Data for the task ▸
---+---

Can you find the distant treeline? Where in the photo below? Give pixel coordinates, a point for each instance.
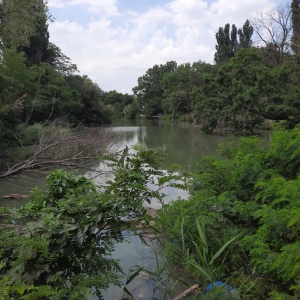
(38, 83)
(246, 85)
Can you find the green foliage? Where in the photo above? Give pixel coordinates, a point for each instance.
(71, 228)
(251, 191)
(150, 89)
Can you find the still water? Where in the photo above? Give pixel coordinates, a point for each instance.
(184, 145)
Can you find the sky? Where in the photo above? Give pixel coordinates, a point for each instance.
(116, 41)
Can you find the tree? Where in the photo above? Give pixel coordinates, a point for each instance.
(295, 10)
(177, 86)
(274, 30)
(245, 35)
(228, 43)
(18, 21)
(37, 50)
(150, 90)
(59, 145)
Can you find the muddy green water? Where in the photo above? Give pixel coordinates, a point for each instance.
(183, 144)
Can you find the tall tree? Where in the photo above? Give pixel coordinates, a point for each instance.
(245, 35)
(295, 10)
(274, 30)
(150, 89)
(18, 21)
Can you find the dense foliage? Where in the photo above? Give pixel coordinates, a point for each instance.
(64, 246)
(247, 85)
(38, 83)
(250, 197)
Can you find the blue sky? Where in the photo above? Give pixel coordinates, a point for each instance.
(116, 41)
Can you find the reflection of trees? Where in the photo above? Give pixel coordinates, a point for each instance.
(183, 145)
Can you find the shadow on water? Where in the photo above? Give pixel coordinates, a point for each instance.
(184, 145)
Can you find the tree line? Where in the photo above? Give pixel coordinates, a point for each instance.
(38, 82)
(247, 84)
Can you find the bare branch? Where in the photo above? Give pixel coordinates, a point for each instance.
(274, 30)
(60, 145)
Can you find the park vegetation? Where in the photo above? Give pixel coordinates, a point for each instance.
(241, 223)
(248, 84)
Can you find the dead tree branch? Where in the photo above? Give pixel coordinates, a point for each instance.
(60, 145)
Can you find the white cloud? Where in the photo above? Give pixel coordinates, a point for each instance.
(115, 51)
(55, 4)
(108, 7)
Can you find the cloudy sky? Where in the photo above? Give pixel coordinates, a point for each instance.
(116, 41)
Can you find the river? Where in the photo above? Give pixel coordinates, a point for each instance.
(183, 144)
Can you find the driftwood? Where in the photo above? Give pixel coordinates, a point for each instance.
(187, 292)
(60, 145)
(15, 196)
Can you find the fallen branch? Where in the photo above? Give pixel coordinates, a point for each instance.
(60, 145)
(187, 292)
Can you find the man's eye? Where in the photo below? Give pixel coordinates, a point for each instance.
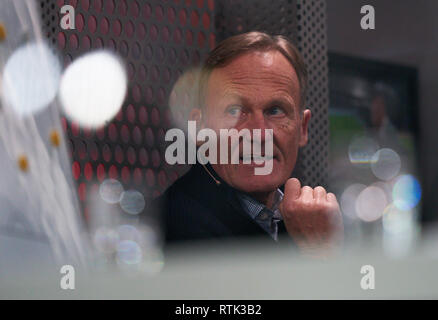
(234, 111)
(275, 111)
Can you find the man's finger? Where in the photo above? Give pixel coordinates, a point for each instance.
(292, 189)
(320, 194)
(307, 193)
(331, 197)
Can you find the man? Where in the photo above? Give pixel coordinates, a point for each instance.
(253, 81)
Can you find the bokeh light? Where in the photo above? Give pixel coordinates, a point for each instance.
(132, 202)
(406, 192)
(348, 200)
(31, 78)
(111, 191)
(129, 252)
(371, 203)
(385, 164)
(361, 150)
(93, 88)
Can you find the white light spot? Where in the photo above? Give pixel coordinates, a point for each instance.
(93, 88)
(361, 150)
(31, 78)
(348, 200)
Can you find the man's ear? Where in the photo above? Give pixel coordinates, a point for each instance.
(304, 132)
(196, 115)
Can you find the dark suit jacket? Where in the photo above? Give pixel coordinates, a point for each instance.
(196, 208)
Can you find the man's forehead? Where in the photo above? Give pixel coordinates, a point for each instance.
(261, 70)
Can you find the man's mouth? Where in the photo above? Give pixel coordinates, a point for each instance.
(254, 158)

---+---

Problem to work on ▸ Can you write out everything from the line containing "Can you find the bokeh" down to the end of the records, requests included, scaling every coordinate in the answers by 0.35 and rounding it to a whole number, halves up? Leave the requests unchanged and give only those lines.

Written solution ▸
Can you find the bokeh light? Where in the photo above? Give pixel coordinates, a point for each instance.
(46, 71)
(142, 67)
(122, 70)
(11, 27)
(39, 67)
(45, 88)
(130, 71)
(135, 57)
(126, 53)
(33, 31)
Can you find the white light spot? Where in the photo above? Give pixel coordinates, a point for each instance.
(33, 31)
(126, 53)
(11, 27)
(122, 70)
Can you find the man's ear? Where in the photo above? Give pixel coordinates, a point for each instance.
(106, 46)
(69, 40)
Can you find the dark suit jacket? Where in the photo above? Give pixel coordinates, a point for each instance.
(69, 73)
Can you find the man's forehead? Where in the photo above? Give pixel coordinates, a point for each instance.
(91, 25)
Can you find the man's mouth? Where in the photo above? Give pixel coordinates, a point for each instance.
(89, 55)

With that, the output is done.